--- START OF TEXT BLOCK ---

# Best Place to Lodge €40K with Access Required



## lagrefy (30 Dec 2008)

I've about €40K in an AIB current account that I want to earn some interest on. I will be using this money for living and business expenses over the next 12mths, so I need regular access to it.

I don't need immediate access to all the money. Eg it would be fine if I could access 20K with 7 days' notice and the remaining 20K with one month's notice.

I've just moved €10K (of the 40K) to an AIB Online Notice 7 Account, which gives me access to the money with 7 days' notice and an AER of 3.75% variable. The AER drops to 2.01% AER on amounts over €10K.

Please reply with any suggestions as to where I might deposit the money?


----------



## MONAGHANSG (30 Dec 2008)

Anglo Irish Bank's Premium Demand account pays 5.5% on all amounts up to 100K, with no notice needed for withdrawals, see: [broken link removed]


----------



## Lightning (30 Dec 2008)

Yeah, take your money out of AIB. It is low interest and there is no need to be in a notice account. 

As MONAGHANSG says Anglo Irish has the market leading rate.


----------



## lagrefy (31 Dec 2008)

Thanks for that, Anglo looks very attractive.

Are Anglo protected by the Govt. guarantee scheme?


----------



## AlbacoreA (31 Dec 2008)

Any alternatives to Anglo ?


----------



## Lightning (31 Dec 2008)

lagrefy said:


> Thanks for that, Anglo looks very attractive.
> 
> Are Anglo protected by the Govt. guarantee scheme?



Yes, 100% state guaranteed.


----------



## Lightning (31 Dec 2008)

AlbacoreA said:


> Any alternatives to Anglo ?



For a 40K on demand deposit? 

If you really do not want to go with Anglo then you have 3 options ... 

1) Ulster bank at 5.00% but with lots of T&C's but with the potential for "bonuses" in the rate. Read the small print here under "lump deposit": http://www.itsyourmoney.ie/costcomparisons.jsp
2) First Active at 5.00% but with lots of T&C's but with the potential for "bonuses" in the rate. Read the small print here under "lump deposit": http://www.itsyourmoney.ie/costcomparisons.jsp
3) Northern Rock at 5.00%, no major T&C's.

but Anglo Irish really are your best bet at 5.5%


----------



## AlbacoreA (31 Dec 2008)

--- END OF TEXT BLOCK ---
--- START OF SUPPLIED DATA ---

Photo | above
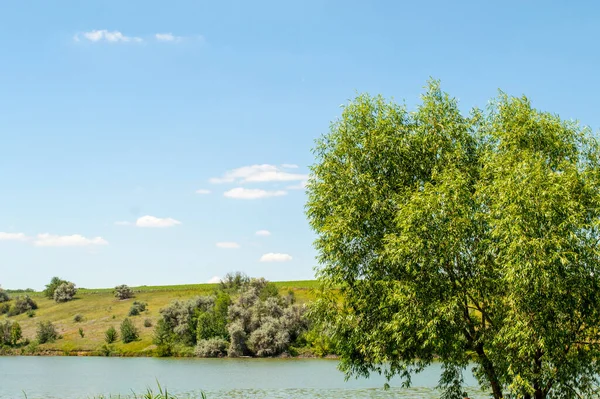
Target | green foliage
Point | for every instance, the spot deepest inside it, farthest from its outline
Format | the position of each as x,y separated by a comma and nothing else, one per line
232,282
21,305
179,321
52,286
268,291
212,347
460,239
111,335
46,332
212,323
129,332
64,292
10,333
123,292
137,308
263,327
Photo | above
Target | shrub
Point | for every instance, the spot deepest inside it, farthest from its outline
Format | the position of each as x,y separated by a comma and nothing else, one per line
213,323
234,281
137,308
212,347
10,333
237,340
129,332
22,305
262,323
111,335
52,286
123,292
179,320
46,332
65,292
269,339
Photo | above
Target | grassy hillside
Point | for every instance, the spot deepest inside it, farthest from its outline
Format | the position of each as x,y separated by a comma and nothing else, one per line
100,310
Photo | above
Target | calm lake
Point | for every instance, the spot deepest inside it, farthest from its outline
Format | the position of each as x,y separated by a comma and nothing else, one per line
83,377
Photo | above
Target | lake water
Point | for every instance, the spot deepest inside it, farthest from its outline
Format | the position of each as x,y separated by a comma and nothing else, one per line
83,377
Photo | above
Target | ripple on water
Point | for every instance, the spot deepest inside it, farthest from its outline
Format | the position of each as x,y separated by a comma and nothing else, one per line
309,393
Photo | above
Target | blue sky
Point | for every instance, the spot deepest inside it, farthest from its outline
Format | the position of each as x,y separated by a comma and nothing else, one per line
114,114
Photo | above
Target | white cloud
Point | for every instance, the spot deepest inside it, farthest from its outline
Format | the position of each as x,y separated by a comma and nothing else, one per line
228,245
257,174
249,193
12,236
214,280
275,257
75,240
123,223
153,221
167,37
104,35
299,186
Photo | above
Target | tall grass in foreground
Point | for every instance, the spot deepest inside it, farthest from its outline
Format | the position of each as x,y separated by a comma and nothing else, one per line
149,394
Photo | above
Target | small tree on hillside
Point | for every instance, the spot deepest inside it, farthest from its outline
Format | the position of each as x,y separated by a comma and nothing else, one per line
46,332
123,292
52,286
4,296
22,305
234,281
129,332
65,292
111,335
10,333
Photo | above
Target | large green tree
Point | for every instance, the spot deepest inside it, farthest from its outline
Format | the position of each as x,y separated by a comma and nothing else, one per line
468,239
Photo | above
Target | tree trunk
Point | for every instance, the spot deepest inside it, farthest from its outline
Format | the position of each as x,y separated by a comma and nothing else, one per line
490,372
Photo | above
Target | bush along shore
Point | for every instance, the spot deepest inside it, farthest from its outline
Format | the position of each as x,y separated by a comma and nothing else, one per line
240,316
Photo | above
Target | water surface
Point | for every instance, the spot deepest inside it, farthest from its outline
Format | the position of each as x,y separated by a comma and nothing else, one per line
83,377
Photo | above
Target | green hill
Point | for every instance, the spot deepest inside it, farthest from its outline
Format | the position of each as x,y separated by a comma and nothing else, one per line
100,309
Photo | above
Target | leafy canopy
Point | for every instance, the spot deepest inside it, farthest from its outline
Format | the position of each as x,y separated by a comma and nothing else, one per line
472,239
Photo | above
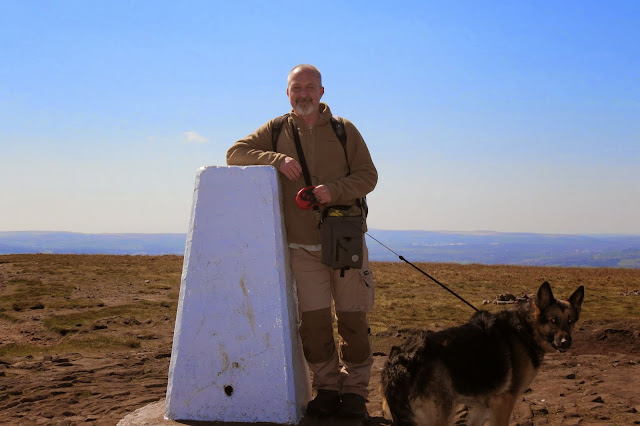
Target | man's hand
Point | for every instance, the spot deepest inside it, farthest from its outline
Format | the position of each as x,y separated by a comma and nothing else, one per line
291,168
322,193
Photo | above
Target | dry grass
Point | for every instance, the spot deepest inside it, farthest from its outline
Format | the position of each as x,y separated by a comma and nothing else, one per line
100,303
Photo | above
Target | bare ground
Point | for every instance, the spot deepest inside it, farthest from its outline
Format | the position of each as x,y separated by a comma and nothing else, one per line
595,383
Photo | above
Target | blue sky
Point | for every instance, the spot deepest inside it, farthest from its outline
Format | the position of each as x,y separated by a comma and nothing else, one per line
506,116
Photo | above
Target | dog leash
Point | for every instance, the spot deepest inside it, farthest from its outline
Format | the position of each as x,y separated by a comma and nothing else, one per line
424,273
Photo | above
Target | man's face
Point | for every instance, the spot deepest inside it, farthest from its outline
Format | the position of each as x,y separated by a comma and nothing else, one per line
304,92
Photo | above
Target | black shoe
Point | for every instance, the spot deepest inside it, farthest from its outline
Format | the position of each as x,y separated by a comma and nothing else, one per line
324,404
353,406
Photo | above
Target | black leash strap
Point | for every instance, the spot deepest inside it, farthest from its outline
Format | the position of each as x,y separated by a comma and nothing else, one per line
425,274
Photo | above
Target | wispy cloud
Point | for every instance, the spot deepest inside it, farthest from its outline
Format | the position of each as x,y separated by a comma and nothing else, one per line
194,137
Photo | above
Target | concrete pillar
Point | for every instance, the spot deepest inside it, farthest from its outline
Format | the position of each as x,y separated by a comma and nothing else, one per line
236,352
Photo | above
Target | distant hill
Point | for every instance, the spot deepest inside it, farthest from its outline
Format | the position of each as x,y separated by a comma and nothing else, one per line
484,247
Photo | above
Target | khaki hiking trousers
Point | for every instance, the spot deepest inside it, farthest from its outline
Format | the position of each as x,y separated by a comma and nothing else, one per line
348,368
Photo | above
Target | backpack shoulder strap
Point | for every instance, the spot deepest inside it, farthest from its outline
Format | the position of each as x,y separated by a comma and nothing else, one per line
338,128
277,128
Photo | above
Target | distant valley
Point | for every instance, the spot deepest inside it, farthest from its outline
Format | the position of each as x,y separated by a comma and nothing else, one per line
484,247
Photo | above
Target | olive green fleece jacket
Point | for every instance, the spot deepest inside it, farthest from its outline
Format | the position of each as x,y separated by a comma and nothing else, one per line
327,165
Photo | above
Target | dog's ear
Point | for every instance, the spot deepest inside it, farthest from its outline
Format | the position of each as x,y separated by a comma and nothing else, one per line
576,298
544,298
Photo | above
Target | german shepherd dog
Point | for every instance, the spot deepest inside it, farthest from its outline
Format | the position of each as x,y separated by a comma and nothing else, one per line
485,364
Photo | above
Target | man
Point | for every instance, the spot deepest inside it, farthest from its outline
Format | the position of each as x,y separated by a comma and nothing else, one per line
341,176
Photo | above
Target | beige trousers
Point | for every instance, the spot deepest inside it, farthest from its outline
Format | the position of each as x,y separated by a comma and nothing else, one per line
347,368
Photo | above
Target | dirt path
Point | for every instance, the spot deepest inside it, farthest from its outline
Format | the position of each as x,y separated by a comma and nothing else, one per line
594,383
588,385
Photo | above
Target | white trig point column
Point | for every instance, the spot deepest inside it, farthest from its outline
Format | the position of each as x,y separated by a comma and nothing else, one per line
236,352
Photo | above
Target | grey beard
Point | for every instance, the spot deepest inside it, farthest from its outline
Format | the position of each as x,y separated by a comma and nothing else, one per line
303,109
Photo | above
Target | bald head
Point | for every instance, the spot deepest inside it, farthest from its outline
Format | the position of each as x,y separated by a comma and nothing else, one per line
304,67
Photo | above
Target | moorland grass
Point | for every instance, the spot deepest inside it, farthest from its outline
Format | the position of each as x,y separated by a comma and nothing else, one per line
405,298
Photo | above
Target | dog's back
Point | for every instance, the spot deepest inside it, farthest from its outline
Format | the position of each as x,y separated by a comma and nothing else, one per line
486,363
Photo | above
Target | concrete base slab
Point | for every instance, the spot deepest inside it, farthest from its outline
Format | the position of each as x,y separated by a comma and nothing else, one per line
153,415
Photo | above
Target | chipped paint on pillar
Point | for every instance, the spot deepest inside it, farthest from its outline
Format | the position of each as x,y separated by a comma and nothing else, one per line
236,352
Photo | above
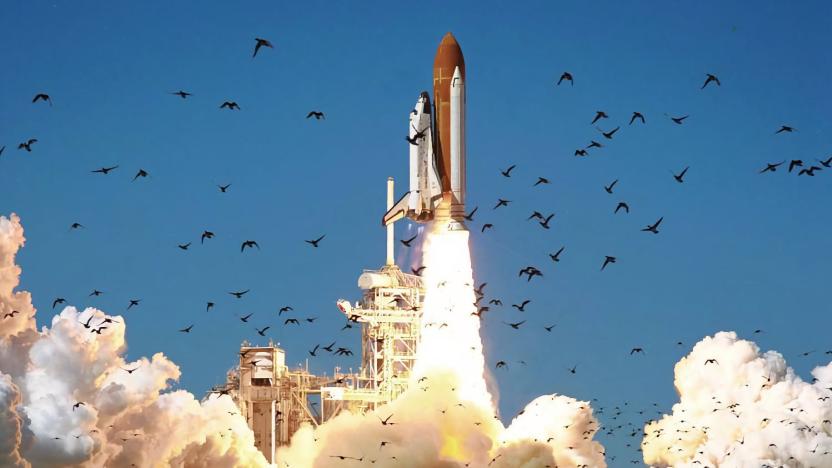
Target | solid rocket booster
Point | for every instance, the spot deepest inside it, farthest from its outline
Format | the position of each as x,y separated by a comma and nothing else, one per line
437,145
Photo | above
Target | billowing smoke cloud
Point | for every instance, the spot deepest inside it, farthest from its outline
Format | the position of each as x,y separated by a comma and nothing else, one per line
447,418
738,407
126,419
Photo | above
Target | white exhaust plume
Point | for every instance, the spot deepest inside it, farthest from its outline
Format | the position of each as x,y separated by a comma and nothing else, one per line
447,418
740,408
126,419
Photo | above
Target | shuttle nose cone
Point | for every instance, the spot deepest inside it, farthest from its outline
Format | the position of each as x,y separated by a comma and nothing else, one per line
449,56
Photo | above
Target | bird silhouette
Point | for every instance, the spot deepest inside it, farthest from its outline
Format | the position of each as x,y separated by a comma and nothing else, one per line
609,135
598,116
314,243
105,170
607,260
142,173
27,145
771,167
42,97
637,116
710,78
515,325
680,177
568,77
654,228
261,43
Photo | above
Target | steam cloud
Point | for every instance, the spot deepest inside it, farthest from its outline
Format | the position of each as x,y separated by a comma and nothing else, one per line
127,419
743,409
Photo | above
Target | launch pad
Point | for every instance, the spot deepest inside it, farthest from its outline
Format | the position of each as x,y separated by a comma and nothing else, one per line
277,400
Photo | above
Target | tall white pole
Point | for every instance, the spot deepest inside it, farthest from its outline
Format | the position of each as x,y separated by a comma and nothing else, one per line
390,241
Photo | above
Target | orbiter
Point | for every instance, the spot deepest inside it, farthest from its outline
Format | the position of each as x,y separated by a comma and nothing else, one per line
437,145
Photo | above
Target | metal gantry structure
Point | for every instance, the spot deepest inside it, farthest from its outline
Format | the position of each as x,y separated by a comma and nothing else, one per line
277,400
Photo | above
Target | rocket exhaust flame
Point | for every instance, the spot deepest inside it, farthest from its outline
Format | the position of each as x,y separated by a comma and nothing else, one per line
447,417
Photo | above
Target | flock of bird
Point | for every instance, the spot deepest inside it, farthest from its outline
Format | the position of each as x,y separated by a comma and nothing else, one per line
98,323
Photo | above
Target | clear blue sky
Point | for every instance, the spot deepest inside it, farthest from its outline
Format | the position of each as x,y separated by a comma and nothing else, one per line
738,250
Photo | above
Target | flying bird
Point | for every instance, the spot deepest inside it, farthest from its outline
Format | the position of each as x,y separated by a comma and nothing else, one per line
679,177
710,78
599,115
141,173
608,135
27,145
654,228
314,243
772,167
607,260
515,325
105,170
810,171
556,256
568,77
261,43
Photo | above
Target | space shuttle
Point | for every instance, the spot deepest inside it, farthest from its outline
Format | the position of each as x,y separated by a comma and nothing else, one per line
436,138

--- END OF SUPPLIED DATA ---

### GOALS
**1.** According to the forum thread about lodging €40K, what interest rate does Anglo Irish Bank's Premium Demand account pay, and up to what amount?
**2.** Continue the forum thread about lodging €40K from the point where it stops.

### ANSWERS TO THE EXERCISE
**1.** It pays 5.5% on all amounts up to 100K.

**2.**
Thanks for all the info thats great.


----------



## allthedoyles (31 Dec 2008)

check out your local credit union


----------



## oldtimer (1 Jan 2009)

Credit unions are not attractive places for savings. Most are paying between 1.5% -2.5%. Doubtful any come near 5% or more.


----------



## Lightning (1 Jan 2009)

oldtimer said:


> Credit unions are not attractive places for savings. Most are paying between 1.5% -2.5%. Doubtful any come near 5% or more.



Exactly. There was a great article in the Sunday Business Post recently stating that some Irish Credit Unions are now paying zero interest at the moment. It varies locally (0%-2.5%) but none come close to being a place where should put your money if you want to see your savings grow.


----------



## lagrefy (6 Jan 2009)

Thanks a lot everyone, I'm going to go with Anglo.


----------



## Carramore (6 Jan 2009)

I recently discovered Halifax and found them very good.  They pay 10% interest per annum on current account balances up to €2,000, provided that you pay €1,500 per month into the account.  They also pay 5.15% (I think) per annum on a savings account that allows instant access to your money.  They also pay high interest on fixed term savings accounts and allow immediate access to a portion of the money.  Details are on the web site .


----------



## Lightning (7 Jan 2009)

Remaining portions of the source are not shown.